**WHAT YOU NEED TO DO:**
**a)** In the MLflow model registry text, what does create_registered_model() throw if the model name already exists?
**b)** Write the next part of the MLflow model registry text, picking up after its final line.

___ EXCERPTED TEXT

And finally, you can use the create_registered_model()
to create a new registered model. If the model name exists,
this method will throw an MlflowException
because creating a new registered model requires a unique name.
from mlflow import MlflowClient
client = MlflowClient()
client.create_registered_model("sk-learn-random-forest-reg-model")
The method above creates an empty registered model with no version associated. You can use create_model_version()
as shown below to create a new version of the model.
client = MlflowClient()
result = client.create_model_version(
name="sk-learn-random-forest-reg-model",
source="mlruns/0/d16076a3ec534311817565e6527539c0/artifacts/sklearn-model",
run_id="d16076a3ec534311817565e6527539c0",
)
Databricks Unity Catalog Model Registry
To use Databricks unity catalog model registry, set MLflow registry URI to "databricks-uc"
, and set the two environmental variables "DATABRICKS_HOST"
and "DATABRICKS_TOKEN"
. If you are using Databricks OAuth authentication, set the three environmental variables "DATABRICKS_HOST"
, "DATABRICKS_CLIENT_ID"
and "DATABRICKS_CLIENT_SECRET"
. If you have configured your access auth within the '~/.databrickscfg'
file, then you don’t need to set above environmental variables. Instead, you can set the MLflow registry URI to "databricks-uc://{profile}"

______
___ INFORMATION SUPPLIED

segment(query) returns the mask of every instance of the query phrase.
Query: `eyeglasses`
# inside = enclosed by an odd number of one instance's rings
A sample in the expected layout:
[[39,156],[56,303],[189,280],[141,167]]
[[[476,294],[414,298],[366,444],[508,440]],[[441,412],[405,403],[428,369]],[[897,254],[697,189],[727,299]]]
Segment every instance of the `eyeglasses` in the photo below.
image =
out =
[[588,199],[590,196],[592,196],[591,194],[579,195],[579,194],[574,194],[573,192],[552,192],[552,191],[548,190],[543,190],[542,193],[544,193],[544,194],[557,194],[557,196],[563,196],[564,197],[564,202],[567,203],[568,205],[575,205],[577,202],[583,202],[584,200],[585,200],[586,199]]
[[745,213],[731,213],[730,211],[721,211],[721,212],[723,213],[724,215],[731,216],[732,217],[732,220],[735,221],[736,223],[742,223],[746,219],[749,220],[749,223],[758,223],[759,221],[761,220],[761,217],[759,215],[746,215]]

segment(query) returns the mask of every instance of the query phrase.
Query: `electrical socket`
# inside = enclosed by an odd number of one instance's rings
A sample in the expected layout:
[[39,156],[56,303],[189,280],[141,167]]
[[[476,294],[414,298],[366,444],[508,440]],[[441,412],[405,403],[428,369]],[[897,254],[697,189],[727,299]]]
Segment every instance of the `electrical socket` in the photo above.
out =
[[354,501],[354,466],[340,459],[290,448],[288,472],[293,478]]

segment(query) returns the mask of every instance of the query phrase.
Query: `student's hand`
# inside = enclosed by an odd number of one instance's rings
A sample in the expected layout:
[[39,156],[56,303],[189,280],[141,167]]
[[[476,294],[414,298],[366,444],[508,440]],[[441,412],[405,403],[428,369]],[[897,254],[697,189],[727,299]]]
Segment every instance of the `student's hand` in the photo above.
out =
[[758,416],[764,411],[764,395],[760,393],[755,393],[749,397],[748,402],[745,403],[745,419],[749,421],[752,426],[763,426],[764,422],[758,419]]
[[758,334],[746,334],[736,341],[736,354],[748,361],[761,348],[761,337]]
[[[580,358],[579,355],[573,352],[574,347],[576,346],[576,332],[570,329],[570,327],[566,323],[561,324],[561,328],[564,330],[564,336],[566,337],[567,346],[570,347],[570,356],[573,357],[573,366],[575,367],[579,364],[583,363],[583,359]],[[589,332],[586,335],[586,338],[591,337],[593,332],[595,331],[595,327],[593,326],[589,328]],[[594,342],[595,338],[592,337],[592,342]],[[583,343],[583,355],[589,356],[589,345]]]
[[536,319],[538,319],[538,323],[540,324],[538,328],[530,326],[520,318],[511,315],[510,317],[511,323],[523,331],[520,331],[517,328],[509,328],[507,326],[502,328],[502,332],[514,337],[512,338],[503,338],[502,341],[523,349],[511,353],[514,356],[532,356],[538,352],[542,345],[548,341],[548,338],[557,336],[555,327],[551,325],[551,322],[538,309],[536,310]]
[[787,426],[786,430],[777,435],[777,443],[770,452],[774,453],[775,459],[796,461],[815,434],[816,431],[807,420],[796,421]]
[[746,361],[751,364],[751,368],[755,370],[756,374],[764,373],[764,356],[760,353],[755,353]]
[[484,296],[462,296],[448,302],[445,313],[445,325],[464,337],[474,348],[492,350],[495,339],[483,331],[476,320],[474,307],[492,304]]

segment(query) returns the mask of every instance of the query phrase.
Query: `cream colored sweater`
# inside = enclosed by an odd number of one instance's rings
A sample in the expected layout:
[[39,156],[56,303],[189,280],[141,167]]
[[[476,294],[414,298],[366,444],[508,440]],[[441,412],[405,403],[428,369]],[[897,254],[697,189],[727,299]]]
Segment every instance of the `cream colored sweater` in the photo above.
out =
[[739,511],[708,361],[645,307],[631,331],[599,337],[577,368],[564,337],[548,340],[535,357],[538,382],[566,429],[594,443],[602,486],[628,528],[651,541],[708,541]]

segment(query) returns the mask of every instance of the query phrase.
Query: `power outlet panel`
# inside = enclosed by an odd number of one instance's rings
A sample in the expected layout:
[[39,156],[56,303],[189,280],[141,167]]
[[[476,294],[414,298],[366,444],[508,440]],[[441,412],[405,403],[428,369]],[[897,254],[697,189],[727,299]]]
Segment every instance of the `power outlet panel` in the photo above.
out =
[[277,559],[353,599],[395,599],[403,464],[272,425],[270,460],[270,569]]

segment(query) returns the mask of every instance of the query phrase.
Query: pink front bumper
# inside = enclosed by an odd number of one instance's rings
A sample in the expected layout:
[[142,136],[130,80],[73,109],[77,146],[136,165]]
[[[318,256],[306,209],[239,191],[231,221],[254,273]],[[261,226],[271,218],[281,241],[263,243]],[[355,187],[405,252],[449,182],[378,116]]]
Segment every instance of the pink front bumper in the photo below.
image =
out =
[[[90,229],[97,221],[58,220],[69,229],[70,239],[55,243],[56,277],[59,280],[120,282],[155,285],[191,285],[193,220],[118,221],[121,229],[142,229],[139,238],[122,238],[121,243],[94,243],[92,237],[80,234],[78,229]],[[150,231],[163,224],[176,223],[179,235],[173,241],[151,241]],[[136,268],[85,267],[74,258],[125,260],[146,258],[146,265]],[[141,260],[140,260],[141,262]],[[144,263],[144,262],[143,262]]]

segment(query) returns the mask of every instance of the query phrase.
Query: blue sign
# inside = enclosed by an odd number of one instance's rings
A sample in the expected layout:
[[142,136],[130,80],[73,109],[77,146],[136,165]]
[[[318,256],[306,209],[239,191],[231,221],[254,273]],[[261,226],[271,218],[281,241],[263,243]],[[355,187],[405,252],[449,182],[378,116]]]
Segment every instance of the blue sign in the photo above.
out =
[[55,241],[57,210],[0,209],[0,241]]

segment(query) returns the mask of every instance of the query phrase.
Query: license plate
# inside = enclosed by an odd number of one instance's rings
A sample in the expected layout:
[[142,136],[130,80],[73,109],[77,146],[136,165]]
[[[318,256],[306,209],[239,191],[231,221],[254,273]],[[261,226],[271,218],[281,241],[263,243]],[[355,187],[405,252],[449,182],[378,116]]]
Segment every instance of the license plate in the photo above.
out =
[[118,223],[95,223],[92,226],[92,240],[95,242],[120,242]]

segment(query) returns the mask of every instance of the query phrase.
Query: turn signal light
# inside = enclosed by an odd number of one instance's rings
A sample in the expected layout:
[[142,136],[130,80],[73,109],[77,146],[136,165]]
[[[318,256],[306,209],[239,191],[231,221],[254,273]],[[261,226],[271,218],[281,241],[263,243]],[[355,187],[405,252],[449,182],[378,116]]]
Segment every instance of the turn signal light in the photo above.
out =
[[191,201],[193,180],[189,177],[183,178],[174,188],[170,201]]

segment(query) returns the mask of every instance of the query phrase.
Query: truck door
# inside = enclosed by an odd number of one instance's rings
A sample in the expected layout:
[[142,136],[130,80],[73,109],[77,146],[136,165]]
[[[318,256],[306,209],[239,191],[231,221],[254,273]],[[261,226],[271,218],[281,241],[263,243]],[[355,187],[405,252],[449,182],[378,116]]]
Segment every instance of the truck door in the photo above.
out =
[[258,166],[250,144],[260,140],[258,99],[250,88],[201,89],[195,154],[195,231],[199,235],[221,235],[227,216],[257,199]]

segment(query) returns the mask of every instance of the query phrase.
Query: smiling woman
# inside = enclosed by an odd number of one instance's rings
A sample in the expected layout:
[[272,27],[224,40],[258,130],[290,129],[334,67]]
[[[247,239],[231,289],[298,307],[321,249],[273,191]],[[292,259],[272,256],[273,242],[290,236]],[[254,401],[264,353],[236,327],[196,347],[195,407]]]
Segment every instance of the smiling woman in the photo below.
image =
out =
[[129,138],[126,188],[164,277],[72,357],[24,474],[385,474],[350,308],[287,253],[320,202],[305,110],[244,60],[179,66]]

______

**SET OF ANSWERS:**
**a)** An MlflowException.

**b)**
, the '{profile}'
part being the profile name in your '~/.databrickscfg'
configuration file. For details of Databricks authentication types, please refer to this document <https://docs.databricks.com/en/dev-tools/auth/index.html#unified-auth>.
Use Databricks unity catalog model registry by Databricks shard token
import mlflow
import os
mlflow.set_registry_uri("databricks-uc")
os.environ["DATABRICKS_HOST"] = "<your Databricks shard URI>"
os.environ["DATABRICKS_TOKEN"] = "<your Databricks shard access token>"
Use Databricks unity catalog model registry by Databricks OAuth authentication
import mlflow
import os
mlflow.set_registry_uri("databricks-uc")
os.environ["DATABRICKS_HOST"] = "<your Databricks shard URI>"
os.environ["DATABRICKS_CLIENT_ID"] = "<your Databricks oauth client ID>"
os.environ["DATABRICKS_CLIENT_SECRET"] = "<your Databricks oauth client secret>"
Use Databricks unity catalog model registry with ‘~/.databrickscfg’ configuration file
Assuming you have configured local ‘~/.databrickscfg’ file with a section like:
[my-databricks-shard1] host = <your Databricks shard URI> token = <your Databricks shard access token>
import mlflow
import os
mlflow.set_registry_uri("databricks-uc://my-databricks-shard1")
OSS Unity Catalog Model Registry
To use an OSS Unity Catalog server as your MLflow model registry, specify the UC server address in the MLflow registry URI in the format "uc:http://localhost:8080"
. If your unity catalog server is configured to use authentication, set the environmental variable "MLFLOW_UC_OSS_TOKEN"
.
Use the OSS unity catalog model registry using a bearer token
import mlflow
import os
mlflow.set_registry_uri("uc:http://localhost:8080")
# Set this environment variable for MLflow to use your UC OSS token
os.environ["MLFLOW_UC_OSS_TOKEN"] = "<your OSS UC access token>"
Deploy and Organize Models with Aliases and Tags
Model aliases and tags help you deploy and organize your models in the Model Registry.
Set and delete aliases on models
To set, update, and delete aliases using the MLflow Client API, see the examples below:
from mlflow import MlflowClient
client = MlflowClient()
# create "champion" alias for version 1 of model "example-model"
client.set_registered_model_alias("example-model", "champion", 1)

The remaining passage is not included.